6. In Words, "William" runs away from public speaking. What have you run away from in your life that you would really like to combat? Having just relocated to LA from NYC, I haven't driven in years. I am now regretting never learning any kind of mechanical skills and would really like to combat that right about now!
7. "William" has a fear of public speaking because of his stuttering, but his friend "Elaine" really pushes him to overcome is fears. Who, in your life, pushes you to overcome your fears? "Elaine's" character is actually based on an incredible teacher I had in undergrad, Reuben Mitchell. He is the reason I became an actor. He was the first person in my life to see the dream I had and work with me to help cultivate my craft. Like "Elaine," Reuben just knew which buttons to press to bring out the best in me. His belief in me was affirming and gave me the courage to pursue my dream. Tragically Reuben passed away a few years ago in a motorcycle accident, but he continues to inspire me. And somehow his memory and presence will always give me courage to overcome any fears.
8. One theme that ran through the movie, I felt, was the issue of privacy. Everyone kept looking through "William's" journal, invading his privacy. When has your privacy been invaded and how did you get it back? That's really cool that you noticed that. I guess I'm lucky because I don't think my privacy has every truly been invaded. But I will say that that particular component of the film is rather autobiographical of my own journey in working to build the courage to share my art. For the longest time I hated anybody reading my work or watching me in a film or play. It's a vulnerable thing to open yourself up to criticism. It just took time for me to become comfortable enough to express myself freely despite fear of judgment.

- - - - -

** Requirement 1 **
Extract the passage of the interview excerpt from "8. One theme" to "fear of judgment.", copying it word for word.
** Requirement 2 **
Copy every sentence in the interview excerpt that ends with a question mark.
These items have no connection to the interview excerpt.

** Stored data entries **
- - - - -

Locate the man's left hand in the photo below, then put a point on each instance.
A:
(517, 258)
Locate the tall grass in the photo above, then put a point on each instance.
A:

- - - - -

** Expected answer 1 **
8. One theme that ran through the movie, I felt, was the issue of privacy. Everyone kept looking through "William's" journal, invading his privacy. When has your privacy been invaded and how did you get it back? That's really cool that you noticed that. I guess I'm lucky because I don't think my privacy has every truly been invaded. But I will say that that particular component of the film is rather autobiographical of my own journey in working to build the courage to share my art. For the longest time I hated anybody reading my work or watching me in a film or play. It's a vulnerable thing to open yourself up to criticism. It just took time for me to become comfortable enough to express myself freely despite fear of judgment.

** Expected answer 2 **
What have you run away from in your life that you would really like to combat?
Who, in your life, pushes you to overcome your fears?
When has your privacy been invaded and how did you get it back?